● What is required
Begin at the first line of the records and stop after the line that contains "top-left (9, 270), bottom-right (186, 297)". Write out each of those lines again, requests included, adding -36 to every coordinate in the answer bounding boxes.

[BEGIN Listed entries]

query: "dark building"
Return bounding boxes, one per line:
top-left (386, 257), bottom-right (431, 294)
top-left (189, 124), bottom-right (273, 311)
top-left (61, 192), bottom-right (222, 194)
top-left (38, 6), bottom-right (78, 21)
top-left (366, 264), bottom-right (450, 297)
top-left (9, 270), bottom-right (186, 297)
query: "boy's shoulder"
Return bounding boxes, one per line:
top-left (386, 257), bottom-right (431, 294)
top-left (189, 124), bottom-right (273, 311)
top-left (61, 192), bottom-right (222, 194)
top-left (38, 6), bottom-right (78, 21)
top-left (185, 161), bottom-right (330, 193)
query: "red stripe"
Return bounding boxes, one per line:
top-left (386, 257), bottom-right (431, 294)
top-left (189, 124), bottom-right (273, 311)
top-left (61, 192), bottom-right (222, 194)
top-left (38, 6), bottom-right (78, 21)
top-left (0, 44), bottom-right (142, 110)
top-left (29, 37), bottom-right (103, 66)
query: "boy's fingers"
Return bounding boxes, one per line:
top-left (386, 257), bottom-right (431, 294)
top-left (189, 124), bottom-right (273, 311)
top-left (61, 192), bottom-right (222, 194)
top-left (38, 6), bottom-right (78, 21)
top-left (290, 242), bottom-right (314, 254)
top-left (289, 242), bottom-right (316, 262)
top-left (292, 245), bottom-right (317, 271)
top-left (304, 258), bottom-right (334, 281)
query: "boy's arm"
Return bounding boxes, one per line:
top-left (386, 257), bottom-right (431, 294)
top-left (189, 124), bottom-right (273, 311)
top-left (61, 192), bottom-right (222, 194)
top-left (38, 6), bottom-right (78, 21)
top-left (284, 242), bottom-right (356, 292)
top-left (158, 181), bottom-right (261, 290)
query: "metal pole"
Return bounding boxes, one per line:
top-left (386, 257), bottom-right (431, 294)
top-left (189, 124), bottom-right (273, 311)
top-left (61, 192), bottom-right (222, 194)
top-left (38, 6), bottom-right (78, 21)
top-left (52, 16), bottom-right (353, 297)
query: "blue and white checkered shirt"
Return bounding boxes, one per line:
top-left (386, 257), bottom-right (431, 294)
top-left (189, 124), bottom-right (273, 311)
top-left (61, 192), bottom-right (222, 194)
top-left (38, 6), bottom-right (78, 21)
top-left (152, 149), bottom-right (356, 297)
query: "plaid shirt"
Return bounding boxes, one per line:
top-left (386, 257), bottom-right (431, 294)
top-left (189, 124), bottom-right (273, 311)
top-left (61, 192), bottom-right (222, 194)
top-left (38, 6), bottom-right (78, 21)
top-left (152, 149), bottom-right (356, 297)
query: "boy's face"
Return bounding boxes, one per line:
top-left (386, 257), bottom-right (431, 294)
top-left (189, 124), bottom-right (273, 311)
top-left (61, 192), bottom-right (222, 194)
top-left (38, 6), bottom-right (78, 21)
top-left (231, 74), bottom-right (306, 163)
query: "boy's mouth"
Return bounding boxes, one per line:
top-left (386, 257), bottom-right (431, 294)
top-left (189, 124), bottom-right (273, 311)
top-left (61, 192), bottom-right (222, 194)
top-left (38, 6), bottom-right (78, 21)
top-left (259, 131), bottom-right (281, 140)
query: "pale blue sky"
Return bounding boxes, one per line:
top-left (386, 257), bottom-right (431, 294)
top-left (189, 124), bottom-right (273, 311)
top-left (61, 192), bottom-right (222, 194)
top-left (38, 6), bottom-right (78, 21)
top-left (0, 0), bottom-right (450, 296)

[END Listed entries]

● Answer to the problem
query: "dark building"
Return bounding boxes, one per line:
top-left (386, 257), bottom-right (431, 294)
top-left (189, 124), bottom-right (273, 311)
top-left (61, 192), bottom-right (222, 194)
top-left (38, 6), bottom-right (78, 21)
top-left (330, 228), bottom-right (414, 261)
top-left (-27, 234), bottom-right (150, 261)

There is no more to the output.